§ SELECTION:

Audit Committee Charter

Vector Group Ltd.
(as amended and restated May 6,2016)

Purpose of Committee

The purpose of the Audit Committee (the “Committee”) of the Board of Directors (the “Board”) of Vector Group Ltd. (the “Company”) is to provide assistance to the Board in fulfilling its responsibility relating to oversight of corporate accounting, reporting practices of the Company, the quality and integrity of the financial reports of the Company, the Company’s compliance with legal and regulatory requirements, the qualifications and independence of the Company’s independent auditors and the performance of the Company’s independent auditors and internal audit function. In so doing, the Committee shall maintain free and open means of communication between the directors, the independent auditors, the internal auditor and the financial management of the Company.

Committee Membership

The Committee shall be composed of at least three directors who are independent of the management of the Company and are free of any material relationship that, in the opinion of the Board, would interfere with their exercise of independent judgment as Committee members.

All members of the Committee shall be financially literate, as such qualification is interpreted in the business judgment of the Board and shall meet the independence, experience and expertise requirements of the New York Stock Exchange and other applicable laws and regulations (including Rule 10A-3 under the Securities Exchange Act of 1934). At least one member of the Committee shall have accounting or related financial management expertise, as such qualifications are interpreted in the business judgment of the Board, or otherwise be capable of serving the functions expected of an audit committee financial expert, as defined by the Securities and Exchange Commission (the “SEC”).

Members of the Committee shall be appointed by the Board, based on nominations recommended by the Company’s Corporate Governance and Nominating Committee, and shall serve at the pleasure of the Board and for such term or terms as the Board may determine.

The Committee members shall not simultaneously serve on the audit committees of more than two other public companies unless the Board determines that such simultaneous service would not impair the ability of such director to serve on the Committee, and discloses this determination in the Company’s annual proxy statement or on the Company’s website.

Committee Structure and Operations

The Board shall designate one member of the Committee as its Chair. The Committee shall meet in person or telephonically with management at least four times a year at a time and place determined by the Committee Chair, with further meetings to occur, or actions to be taken by written consent, when deemed necessary or desirable by the Committee or its Chair.

As part of its objective to foster open communication, the entire Committee shall meet at least annually with management, the internal auditor and the independent auditors at the conclusion of the annual audit in separate executive sessions. Among the items to be discussed with the independent auditors is their evaluation of the Company’s financial, accounting and auditing personnel and the cooperation that the independent auditors received during the course of the audit.

§ OBJECTIVE 1: Per the charter, what is the minimum number of times each year the Committee must meet with management?
§ OBJECTIVE 2: Transcribe the charter from "Audit Committee Charter" up to and including "of the Company.".

§ DATA EXCERPTS:
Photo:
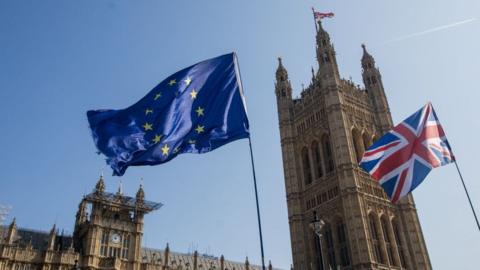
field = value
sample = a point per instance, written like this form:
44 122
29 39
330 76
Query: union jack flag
321 15
402 158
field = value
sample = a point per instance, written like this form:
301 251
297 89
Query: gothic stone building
107 236
323 136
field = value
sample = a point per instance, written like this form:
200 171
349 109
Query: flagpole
253 169
314 19
256 199
468 196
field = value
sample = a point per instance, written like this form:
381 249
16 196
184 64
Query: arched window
317 159
318 256
343 243
332 262
327 154
307 171
400 246
388 243
357 144
375 239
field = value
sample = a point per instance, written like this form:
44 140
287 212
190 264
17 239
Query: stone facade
108 235
323 135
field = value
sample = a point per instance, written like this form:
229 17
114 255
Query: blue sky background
59 59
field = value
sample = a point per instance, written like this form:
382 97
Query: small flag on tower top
321 15
403 157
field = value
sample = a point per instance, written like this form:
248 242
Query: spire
222 262
367 60
326 56
100 186
14 223
166 255
283 87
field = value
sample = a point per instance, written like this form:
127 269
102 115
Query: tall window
388 243
342 242
332 262
125 246
318 159
375 239
318 256
307 171
104 244
400 247
327 154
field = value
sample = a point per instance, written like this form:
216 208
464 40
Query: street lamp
317 225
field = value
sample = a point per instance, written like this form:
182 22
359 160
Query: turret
140 195
82 212
327 61
100 186
52 237
373 83
283 91
12 232
283 88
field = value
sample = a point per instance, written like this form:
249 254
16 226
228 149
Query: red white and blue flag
320 15
402 158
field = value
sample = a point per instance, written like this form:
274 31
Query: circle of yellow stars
199 111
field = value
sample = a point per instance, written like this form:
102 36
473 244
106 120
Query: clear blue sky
59 59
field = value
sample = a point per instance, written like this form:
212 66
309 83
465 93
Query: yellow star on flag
200 129
147 126
193 94
165 150
200 111
188 81
157 138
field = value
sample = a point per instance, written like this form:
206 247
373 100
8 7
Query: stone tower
109 229
324 133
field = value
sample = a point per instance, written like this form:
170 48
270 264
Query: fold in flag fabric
402 158
322 15
195 110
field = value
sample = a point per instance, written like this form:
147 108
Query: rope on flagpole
253 172
256 199
315 19
468 196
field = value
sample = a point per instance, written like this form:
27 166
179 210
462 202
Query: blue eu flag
195 110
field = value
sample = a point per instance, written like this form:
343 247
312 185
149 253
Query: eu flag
195 110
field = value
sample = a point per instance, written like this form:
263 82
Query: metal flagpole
256 199
468 196
253 171
314 19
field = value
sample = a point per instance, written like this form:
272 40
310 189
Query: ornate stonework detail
107 236
324 133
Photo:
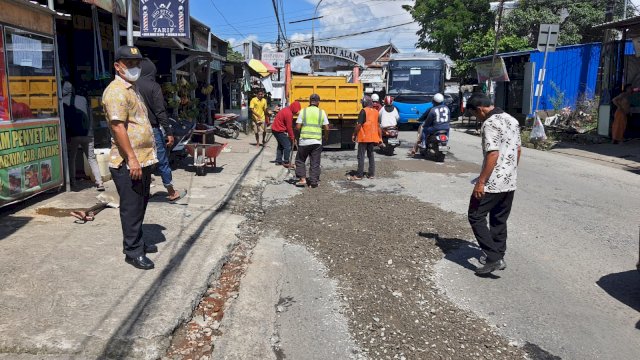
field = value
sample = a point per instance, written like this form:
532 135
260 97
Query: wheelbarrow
204 153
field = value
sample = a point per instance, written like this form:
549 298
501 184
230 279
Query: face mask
132 74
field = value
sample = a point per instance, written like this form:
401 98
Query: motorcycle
227 126
436 145
182 131
390 139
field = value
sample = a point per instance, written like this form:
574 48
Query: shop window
4 94
30 60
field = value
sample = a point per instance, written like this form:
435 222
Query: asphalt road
571 287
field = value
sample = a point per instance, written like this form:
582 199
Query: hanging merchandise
99 71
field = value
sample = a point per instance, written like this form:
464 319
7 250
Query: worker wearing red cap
282 130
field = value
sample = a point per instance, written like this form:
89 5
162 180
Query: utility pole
129 22
495 46
601 82
313 48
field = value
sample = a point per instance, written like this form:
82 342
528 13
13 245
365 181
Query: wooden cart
204 153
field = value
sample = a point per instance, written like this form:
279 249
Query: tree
446 26
482 45
234 56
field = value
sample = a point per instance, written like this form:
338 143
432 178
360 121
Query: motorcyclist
437 118
389 115
376 102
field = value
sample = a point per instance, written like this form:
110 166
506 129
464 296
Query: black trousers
366 149
134 197
492 239
284 147
313 152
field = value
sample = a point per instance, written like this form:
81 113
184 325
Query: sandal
181 194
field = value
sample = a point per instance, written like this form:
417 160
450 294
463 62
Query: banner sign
30 160
498 73
305 50
164 18
275 59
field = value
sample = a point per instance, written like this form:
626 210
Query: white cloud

§ OUTPUT 1: At least four times a year.

§ OUTPUT 2:
Audit Committee Charter

Vector Group Ltd.
(as amended and restated May 6,2016)

Purpose of Committee

The purpose of the Audit Committee (the “Committee”) of the Board of Directors (the “Board”) of Vector Group Ltd. (the “Company”) is to provide assistance to the Board in fulfilling its responsibility relating to oversight of corporate accounting, reporting practices of the Company, the quality and integrity of the financial reports of the Company, the Company’s compliance with legal and regulatory requirements, the qualifications and independence of the Company’s independent auditors and the performance of the Company’s independent auditors and internal audit function. In so doing, the Committee shall maintain free and open means of communication between the directors, the independent auditors, the internal auditor and the financial management of the Company.